▶ [TEXT EXCERPT]:
┄┄┄┄┄┄

Details

  • Google AI Developers have introduced Gemini 2.5 Computer Use, now available in a limited preview via the Gemini API.
  • This new feature, built on the multimodal Gemini 2.5 Pro model, enables agent code to recognize screen elements and trigger clicks, keystrokes, and scrolls like a user would.
  • Testing shows Gemini 2.5 delivers lower latency and higher success rates than unnamed rivals on standard web and mobile control tasks.
  • The preview focuses on browser workflows such as filling forms, navigation, and extracting data, with early promise shown for Android UI automation.
  • Developers can demo the technology in Google AI Studio, review sample code on GitHub, and access hands-on guides in public API documentation.
  • Google aims to reduce dependency on fragile CSS selectors or RPA scripts, making autonomous agents more adaptable and robust.
  • Access to the API is currently limited as Google collects feedback before a wider rollout, following its pattern with previous Gemini releases.

┄┄┄┄┄┄

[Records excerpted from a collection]
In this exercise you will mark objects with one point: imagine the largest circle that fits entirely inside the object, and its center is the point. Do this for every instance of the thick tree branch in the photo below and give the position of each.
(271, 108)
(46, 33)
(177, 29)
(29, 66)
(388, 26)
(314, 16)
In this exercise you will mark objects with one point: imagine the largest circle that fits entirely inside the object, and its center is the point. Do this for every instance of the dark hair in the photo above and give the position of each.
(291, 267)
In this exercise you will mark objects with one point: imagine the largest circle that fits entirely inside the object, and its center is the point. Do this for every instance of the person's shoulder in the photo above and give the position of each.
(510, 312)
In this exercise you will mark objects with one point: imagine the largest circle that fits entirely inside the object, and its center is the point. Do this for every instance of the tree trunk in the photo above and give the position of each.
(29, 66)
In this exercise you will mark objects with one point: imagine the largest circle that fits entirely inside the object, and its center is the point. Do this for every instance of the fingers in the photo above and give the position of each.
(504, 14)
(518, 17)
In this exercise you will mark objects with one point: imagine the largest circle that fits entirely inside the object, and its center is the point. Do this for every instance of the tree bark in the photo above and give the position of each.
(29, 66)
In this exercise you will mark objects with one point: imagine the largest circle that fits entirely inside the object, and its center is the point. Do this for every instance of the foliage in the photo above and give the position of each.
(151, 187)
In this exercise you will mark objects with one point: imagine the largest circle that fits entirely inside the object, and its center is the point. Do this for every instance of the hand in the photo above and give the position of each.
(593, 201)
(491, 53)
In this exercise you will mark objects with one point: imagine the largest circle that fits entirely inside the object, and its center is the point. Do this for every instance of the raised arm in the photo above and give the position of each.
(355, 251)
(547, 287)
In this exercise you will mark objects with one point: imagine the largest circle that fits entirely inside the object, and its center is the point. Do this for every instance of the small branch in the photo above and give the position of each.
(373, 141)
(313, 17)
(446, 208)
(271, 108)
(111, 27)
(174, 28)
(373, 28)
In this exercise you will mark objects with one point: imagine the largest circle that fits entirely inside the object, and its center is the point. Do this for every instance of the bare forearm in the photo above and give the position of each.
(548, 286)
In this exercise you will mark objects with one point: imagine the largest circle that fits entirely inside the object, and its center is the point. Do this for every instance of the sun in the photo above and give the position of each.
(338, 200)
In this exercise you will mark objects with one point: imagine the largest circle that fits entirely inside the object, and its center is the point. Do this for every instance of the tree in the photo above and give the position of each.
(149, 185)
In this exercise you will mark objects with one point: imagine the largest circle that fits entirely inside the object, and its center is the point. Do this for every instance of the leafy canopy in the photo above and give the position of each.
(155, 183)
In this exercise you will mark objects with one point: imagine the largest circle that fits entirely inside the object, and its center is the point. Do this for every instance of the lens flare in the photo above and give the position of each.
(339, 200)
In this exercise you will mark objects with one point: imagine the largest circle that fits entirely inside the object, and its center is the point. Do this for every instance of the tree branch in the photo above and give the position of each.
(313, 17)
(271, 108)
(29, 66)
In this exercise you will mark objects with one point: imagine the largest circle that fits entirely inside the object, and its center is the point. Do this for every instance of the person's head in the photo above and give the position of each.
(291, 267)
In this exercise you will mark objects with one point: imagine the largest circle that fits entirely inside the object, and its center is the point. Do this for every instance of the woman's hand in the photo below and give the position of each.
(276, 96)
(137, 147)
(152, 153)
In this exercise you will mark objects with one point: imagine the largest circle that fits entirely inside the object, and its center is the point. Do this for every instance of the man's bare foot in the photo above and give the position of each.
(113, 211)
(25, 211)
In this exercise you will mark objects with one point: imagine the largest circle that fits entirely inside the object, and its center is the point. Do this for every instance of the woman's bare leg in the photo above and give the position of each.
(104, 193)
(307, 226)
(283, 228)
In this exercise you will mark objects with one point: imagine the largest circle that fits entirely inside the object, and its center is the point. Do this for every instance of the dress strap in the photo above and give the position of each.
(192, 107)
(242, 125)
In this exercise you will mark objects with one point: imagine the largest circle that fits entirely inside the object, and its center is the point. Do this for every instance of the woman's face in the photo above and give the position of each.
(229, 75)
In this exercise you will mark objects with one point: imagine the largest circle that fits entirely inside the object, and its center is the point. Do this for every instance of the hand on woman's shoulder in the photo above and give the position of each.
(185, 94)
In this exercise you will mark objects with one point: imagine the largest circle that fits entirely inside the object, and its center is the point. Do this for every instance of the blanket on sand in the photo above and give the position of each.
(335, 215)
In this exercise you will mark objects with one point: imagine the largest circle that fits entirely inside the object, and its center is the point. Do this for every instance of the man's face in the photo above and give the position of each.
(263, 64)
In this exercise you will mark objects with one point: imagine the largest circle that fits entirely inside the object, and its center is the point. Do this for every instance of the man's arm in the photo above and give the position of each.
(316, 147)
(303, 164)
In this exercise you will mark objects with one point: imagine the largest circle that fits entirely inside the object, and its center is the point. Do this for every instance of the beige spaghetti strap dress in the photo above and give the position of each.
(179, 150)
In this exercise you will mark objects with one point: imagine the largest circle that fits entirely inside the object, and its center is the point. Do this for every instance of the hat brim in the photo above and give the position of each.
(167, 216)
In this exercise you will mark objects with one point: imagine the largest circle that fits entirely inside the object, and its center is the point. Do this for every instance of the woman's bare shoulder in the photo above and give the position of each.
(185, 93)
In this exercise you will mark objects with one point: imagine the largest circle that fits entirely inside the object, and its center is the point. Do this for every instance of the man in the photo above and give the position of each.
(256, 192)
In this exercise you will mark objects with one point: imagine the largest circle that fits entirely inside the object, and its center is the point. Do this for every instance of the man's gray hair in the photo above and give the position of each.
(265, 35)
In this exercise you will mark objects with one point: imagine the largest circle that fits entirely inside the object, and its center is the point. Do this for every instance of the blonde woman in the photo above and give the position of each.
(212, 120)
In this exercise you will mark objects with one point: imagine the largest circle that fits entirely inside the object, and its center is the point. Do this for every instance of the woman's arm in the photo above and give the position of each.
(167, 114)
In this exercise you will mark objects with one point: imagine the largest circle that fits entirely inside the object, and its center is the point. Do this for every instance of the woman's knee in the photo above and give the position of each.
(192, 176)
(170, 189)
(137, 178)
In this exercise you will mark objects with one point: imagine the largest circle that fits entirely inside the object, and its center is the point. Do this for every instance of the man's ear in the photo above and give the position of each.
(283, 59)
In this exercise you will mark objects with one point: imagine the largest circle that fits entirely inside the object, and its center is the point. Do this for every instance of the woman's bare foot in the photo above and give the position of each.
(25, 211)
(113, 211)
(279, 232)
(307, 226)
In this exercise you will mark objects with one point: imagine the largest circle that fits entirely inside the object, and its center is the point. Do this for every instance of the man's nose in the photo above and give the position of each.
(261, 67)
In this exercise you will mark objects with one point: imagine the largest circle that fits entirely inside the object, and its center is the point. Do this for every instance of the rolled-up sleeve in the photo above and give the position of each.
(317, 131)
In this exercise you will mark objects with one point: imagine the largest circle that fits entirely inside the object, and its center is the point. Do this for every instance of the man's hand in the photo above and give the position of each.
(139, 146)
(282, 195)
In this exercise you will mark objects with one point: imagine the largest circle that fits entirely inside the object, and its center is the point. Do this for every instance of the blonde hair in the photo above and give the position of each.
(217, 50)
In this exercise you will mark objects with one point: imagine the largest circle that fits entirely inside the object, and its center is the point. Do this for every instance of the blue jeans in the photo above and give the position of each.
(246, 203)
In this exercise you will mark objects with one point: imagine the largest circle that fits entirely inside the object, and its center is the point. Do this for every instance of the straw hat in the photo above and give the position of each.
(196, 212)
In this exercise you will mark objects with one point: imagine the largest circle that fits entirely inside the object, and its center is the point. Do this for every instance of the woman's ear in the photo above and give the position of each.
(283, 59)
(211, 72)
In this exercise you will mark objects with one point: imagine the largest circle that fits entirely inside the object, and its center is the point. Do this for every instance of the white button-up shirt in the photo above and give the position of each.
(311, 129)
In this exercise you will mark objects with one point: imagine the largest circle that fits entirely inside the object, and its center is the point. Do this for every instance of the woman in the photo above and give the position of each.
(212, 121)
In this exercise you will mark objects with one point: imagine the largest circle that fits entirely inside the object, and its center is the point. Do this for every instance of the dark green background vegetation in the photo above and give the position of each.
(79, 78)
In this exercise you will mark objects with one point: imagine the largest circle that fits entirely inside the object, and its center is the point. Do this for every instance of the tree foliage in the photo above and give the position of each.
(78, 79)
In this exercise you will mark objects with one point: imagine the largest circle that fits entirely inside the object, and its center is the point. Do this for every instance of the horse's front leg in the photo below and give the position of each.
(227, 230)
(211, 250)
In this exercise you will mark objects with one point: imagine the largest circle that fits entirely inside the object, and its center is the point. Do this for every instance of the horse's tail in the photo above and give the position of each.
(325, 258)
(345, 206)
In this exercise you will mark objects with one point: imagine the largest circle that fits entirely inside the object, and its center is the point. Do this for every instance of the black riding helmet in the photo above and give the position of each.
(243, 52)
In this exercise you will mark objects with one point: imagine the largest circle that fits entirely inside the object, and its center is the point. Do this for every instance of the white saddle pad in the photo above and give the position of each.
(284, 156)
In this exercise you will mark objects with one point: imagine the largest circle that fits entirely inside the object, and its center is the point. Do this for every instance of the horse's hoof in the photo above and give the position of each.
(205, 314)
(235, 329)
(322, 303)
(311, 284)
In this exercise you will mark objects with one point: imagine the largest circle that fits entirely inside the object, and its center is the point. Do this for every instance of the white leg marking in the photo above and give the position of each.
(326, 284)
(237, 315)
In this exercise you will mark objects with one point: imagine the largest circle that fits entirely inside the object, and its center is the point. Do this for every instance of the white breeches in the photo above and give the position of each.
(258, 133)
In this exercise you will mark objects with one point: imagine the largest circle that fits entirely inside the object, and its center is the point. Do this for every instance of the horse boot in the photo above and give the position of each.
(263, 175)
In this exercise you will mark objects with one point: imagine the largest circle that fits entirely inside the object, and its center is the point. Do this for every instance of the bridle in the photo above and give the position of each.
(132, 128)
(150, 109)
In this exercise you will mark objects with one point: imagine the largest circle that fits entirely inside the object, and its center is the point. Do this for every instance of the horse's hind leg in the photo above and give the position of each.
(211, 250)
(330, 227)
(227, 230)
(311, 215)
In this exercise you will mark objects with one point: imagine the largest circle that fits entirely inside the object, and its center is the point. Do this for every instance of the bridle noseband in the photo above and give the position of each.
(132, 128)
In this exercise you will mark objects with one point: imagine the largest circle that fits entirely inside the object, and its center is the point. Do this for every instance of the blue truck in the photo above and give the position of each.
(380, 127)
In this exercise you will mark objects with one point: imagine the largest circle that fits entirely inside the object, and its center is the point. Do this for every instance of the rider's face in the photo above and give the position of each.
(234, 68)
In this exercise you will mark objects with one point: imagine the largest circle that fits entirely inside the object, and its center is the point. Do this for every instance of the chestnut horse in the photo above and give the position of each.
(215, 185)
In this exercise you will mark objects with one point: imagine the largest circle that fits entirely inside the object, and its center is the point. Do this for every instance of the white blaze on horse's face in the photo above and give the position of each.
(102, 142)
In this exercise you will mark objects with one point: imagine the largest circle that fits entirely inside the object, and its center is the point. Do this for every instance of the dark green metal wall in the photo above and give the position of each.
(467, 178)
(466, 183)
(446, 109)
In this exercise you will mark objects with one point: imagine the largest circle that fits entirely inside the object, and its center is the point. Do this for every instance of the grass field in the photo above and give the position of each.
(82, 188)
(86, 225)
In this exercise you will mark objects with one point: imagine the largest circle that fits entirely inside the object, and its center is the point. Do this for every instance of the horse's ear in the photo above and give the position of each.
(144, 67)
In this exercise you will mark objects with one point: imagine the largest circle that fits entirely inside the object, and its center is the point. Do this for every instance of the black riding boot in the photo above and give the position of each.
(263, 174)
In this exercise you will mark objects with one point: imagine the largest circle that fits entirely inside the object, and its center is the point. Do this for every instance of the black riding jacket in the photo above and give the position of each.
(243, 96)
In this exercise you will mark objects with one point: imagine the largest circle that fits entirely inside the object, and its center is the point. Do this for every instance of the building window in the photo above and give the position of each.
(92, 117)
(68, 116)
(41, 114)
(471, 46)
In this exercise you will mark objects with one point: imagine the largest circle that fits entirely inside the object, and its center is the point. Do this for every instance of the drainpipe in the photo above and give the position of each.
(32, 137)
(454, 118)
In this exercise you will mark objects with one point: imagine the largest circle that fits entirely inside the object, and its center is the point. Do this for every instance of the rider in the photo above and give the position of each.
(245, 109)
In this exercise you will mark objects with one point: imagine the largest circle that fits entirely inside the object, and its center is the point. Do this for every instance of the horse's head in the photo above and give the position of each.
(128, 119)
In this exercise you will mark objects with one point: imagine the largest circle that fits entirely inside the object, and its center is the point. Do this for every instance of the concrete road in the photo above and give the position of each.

┄┄┄┄┄┄

▶ [EXERCISE DESCRIPTION]:
Answer these questions using the Gemini 2.5 Computer Use text:
1. Which model is the new feature built on?
2. Where can developers review sample code?
3. What is Google doing while access to the API stays limited?
This material comes from a separate source, not from the Gemini 2.5 Computer Use text.

▶ [OUTPUT BELOW]:
1. Gemini 2.5 Pro.
2. On GitHub.
3. Collecting feedback before a wider rollout.